╭─ Fragmento del documento

El reducto más sagrado de la cultura se ve mancillado por el mal de los tiempos: la vulgaridad, el egocentrismo y la escasez de juicio crítico.

Pérez-Reverte, Marina, Preston... Leo en la prensa y las redes sociales las críticas recíprocas y feroces entre supuestos intelectuales y divulgadores de cualquier materia y siento una cierta tristeza al ver como hasta el reducto más sagrado de la cultura se ve también mancillado por el mal de los tiempos: la vulgaridad, la precipitación, el egocentrismo y la escasez de juicio crítico.

Todo es rápido, breve, simple, sencillo... Y nada más rápido y comprensible que un insulto o un desplante, máxime si viene reforzado por una cita culterana y cáustica. No caben hoy los matices ni los discursos razonados, pues al instante nace otra polémica con la que aturdir a las masas, hoy injertadas en las redes sociales e incapaces de asumir un análisis profundo. Y soy también masa, que nadie piense que me excluyo de este pandemónium.

Añoro aquellos debates de antaño con gente culta y educada, con humo de cigarros filtrando la luz de una bombilla y con todo el tiempo del mundo para argumentar con razones, sin necesidad de aspavientos, ni gritos, ni interrupciones. La verdadera cultura se respeta y admira aun entre contrarios, del mismo modo que los viejos guerreros sabían reconocer la nobleza y valor de su buen enemigo. Es la calidad de mi antagonista la que me permite crecer y justificar mis razones. Es mi opositor quien, al cabo, me humaniza y perfecciona.

Aquellos hombres no buscaban caer mejor a una audiencia millonaria cuyos aplausos y cuota de pantalla suponían también otros tantos millones, ni pretendían repetir las querencias supuestamente populares por obra y gracia de encuestas y likes en redes sociales a menudo amañadas para crear una realidad virtual que es irreal.

╰─

Ejercicios:
A - Reproduzca sin cambios el pasaje del texto sobre la vulgaridad en el debate cultural, comenzando en "Pérez-Reverte, Marina, Preston..." y terminando en "de este pandemónium.".
B - Retome el texto sobre la vulgaridad en el debate cultural y prosígalo a partir de su última oración.

╭─ Datos mostrados

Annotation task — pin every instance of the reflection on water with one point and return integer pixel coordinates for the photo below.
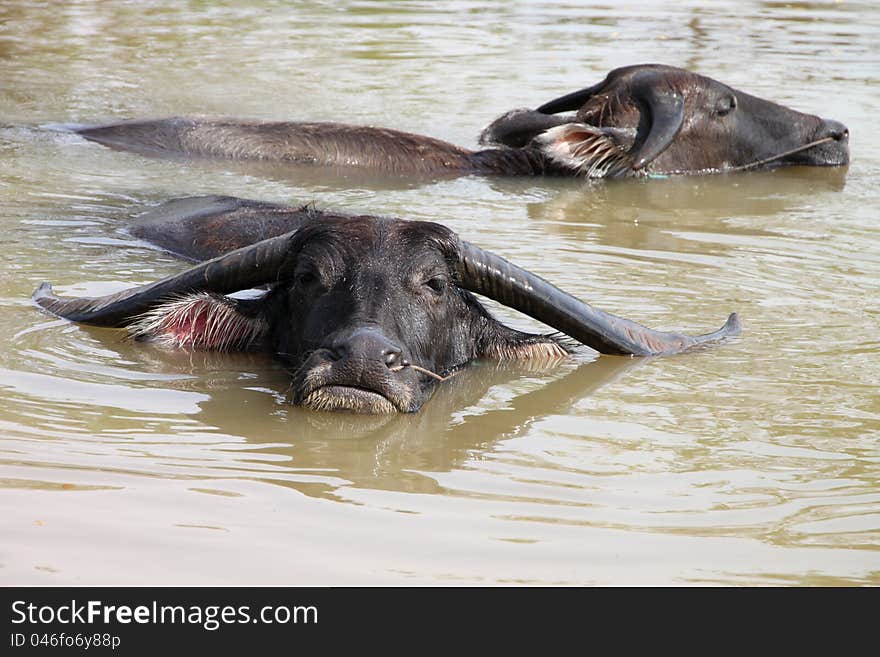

╰─

Respuestas:
A -
Pérez-Reverte, Marina, Preston... Leo en la prensa y las redes sociales las críticas recíprocas y feroces entre supuestos intelectuales y divulgadores de cualquier materia y siento una cierta tristeza al ver como hasta el reducto más sagrado de la cultura se ve también mancillado por el mal de los tiempos: la vulgaridad, la precipitación, el egocentrismo y la escasez de juicio crítico.

Todo es rápido, breve, simple, sencillo... Y nada más rápido y comprensible que un insulto o un desplante, máxime si viene reforzado por una cita culterana y cáustica. No caben hoy los matices ni los discursos razonados, pues al instante nace otra polémica con la que aturdir a las masas, hoy injertadas en las redes sociales e incapaces de asumir un análisis profundo. Y soy también masa, que nadie piense que me excluyo de este pandemónium.

B -
Aquellos hombres discutían naturales, tal cual eran; sin seguir patrones fijos dictados por asesores de imagen que no se reflejan en los espejos, ni miden el tamaño del flequillo o la más rentable duración de una sonrisa. Quien era serio y taciturno, hablaba serio y taciturno; sin forzar sonrisas a menudo improcedentes, vacuas, casi siempre des-almadas, des-animadas...

Aquellos polemistas, cultos y educados, se mostraban como eran y su saber era su único patrimonio ya que en aquellos tiempos - que hoy parecen tan lejanos- no era preciso que un estudioso de teología comparada se pareciera a George Clooney para que la audiencia le escuchara y hasta fuese seducida por sus razones.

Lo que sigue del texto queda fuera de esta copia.